Find the line containing "Where can you see the sky" in the entries below. Reproduce that line and each one after it to the end, exactly, with no other lines.
+-------+
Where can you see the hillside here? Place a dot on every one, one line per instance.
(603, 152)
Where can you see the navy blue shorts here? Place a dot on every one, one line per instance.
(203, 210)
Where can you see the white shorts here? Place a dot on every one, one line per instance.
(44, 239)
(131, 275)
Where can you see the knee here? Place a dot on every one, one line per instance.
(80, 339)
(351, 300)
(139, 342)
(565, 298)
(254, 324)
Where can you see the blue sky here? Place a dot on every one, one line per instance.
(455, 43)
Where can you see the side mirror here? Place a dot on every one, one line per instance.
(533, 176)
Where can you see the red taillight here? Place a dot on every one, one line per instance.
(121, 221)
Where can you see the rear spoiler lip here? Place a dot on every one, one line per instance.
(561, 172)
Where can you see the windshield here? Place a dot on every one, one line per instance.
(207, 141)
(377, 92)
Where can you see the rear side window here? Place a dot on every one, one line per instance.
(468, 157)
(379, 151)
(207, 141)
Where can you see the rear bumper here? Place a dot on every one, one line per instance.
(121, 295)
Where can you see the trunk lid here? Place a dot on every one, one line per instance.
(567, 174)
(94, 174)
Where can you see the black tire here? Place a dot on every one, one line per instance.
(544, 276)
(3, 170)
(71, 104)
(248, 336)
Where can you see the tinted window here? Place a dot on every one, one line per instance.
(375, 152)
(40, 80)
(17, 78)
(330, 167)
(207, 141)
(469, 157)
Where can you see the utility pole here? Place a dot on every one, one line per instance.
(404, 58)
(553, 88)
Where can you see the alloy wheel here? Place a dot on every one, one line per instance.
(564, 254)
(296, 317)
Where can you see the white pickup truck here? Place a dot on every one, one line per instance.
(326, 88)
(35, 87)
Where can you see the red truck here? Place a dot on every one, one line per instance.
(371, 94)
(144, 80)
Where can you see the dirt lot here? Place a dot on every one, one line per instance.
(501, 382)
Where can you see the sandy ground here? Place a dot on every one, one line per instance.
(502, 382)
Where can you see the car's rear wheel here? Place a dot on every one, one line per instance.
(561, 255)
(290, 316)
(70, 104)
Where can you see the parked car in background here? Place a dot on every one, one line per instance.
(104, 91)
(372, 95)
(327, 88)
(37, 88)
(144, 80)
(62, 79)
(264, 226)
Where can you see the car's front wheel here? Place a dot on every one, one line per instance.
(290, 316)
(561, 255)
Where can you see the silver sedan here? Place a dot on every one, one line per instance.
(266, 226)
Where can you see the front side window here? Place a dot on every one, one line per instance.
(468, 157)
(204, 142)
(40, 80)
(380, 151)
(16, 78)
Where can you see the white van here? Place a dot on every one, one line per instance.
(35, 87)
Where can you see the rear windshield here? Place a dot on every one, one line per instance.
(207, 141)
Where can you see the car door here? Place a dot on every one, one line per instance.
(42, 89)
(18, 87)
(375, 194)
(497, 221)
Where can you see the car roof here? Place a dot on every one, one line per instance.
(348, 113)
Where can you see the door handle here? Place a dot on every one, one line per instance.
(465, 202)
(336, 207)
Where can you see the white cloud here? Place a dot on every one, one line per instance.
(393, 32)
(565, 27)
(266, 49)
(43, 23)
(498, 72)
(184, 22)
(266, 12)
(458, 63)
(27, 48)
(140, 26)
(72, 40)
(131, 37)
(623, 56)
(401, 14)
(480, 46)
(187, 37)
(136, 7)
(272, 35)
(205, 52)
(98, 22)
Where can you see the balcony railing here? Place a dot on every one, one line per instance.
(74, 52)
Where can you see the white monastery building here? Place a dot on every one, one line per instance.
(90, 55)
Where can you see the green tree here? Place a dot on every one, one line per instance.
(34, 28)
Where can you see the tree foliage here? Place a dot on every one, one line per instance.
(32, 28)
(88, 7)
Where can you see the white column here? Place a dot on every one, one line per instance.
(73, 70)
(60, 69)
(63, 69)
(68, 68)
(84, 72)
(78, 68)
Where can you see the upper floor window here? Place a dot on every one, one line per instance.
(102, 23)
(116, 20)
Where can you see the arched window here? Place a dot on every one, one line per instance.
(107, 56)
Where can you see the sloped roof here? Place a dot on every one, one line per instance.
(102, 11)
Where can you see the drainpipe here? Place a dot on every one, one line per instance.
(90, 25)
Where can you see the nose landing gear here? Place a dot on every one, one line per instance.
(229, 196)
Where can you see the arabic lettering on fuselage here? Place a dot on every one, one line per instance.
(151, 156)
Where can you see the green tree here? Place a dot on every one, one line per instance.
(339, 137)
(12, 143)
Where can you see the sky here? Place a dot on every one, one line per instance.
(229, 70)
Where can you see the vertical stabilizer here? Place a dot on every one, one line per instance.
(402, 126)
+-------+
RESULT FOR THIS TASK:
Where can you see the sky here? Place a dot on every one, one line per instance.
(229, 70)
Where can you see the vertical stabilizer here? Place a dot on every one, one line per instance.
(402, 126)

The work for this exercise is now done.